(Coordinate labeling data)
+---+

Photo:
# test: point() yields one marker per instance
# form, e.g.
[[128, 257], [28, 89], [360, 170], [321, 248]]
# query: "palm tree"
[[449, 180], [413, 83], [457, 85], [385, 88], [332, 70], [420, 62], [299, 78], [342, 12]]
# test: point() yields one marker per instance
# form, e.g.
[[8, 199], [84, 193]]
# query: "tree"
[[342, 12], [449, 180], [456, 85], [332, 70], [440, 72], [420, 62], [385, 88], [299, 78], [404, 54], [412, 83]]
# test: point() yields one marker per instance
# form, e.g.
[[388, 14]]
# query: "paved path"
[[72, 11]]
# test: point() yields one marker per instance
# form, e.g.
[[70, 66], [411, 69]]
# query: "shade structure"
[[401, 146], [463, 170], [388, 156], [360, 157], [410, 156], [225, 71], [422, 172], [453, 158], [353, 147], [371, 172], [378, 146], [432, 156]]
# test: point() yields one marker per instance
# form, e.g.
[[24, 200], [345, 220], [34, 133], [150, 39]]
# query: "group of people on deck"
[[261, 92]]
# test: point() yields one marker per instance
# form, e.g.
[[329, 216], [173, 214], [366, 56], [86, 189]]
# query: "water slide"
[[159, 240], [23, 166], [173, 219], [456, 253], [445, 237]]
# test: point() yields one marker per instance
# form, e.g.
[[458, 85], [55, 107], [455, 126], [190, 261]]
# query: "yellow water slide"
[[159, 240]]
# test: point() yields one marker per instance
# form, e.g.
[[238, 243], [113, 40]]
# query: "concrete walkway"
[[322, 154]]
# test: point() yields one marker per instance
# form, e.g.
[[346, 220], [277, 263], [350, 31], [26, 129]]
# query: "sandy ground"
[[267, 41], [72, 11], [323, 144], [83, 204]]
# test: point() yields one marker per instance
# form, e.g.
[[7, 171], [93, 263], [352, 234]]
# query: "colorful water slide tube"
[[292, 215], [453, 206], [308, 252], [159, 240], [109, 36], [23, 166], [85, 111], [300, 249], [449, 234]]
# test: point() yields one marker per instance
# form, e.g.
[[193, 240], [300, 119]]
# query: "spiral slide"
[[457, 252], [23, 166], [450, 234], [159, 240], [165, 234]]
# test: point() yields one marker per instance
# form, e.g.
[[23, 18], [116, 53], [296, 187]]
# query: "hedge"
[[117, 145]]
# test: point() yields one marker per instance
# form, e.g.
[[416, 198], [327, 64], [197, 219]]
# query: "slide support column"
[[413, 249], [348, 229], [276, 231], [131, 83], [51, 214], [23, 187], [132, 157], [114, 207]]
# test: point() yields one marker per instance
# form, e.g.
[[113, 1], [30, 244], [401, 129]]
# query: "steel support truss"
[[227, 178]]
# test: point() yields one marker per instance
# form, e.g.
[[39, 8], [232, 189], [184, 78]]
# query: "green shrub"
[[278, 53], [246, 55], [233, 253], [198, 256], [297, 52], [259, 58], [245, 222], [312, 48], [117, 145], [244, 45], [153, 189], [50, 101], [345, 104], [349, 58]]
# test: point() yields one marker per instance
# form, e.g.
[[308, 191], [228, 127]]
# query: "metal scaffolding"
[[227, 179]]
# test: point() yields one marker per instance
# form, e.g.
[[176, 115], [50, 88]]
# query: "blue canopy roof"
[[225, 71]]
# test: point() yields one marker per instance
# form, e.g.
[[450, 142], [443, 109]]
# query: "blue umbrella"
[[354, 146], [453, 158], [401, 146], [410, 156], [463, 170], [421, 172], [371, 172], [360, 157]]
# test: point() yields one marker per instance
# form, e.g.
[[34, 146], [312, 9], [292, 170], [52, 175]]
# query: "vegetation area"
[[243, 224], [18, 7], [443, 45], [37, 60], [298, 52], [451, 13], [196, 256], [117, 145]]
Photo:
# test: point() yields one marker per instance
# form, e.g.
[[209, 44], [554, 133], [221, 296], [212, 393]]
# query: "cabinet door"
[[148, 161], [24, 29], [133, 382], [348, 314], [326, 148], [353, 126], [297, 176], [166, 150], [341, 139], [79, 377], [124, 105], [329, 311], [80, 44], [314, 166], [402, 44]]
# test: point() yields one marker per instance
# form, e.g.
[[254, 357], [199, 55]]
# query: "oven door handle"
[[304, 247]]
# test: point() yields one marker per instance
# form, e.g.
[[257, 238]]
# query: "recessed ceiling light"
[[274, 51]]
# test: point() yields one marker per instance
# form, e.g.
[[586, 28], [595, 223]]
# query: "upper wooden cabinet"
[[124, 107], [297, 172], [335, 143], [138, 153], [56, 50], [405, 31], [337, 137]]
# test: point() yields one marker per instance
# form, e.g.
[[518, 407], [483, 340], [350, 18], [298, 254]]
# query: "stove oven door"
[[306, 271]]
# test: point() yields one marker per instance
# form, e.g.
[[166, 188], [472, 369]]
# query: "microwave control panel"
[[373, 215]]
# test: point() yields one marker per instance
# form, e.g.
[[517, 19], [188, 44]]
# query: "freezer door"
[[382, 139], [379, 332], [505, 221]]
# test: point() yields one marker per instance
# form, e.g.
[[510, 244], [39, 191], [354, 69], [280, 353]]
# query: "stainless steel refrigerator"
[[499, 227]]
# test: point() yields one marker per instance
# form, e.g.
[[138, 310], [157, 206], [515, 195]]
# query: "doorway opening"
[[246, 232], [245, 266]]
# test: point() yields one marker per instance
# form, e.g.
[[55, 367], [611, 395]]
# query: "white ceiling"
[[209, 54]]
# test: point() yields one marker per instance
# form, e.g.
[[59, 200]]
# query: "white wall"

+---+

* _Work to be completed_
How many lines in the records above contain the word "support"? Reply with the number alone.

* _Exercise response_
2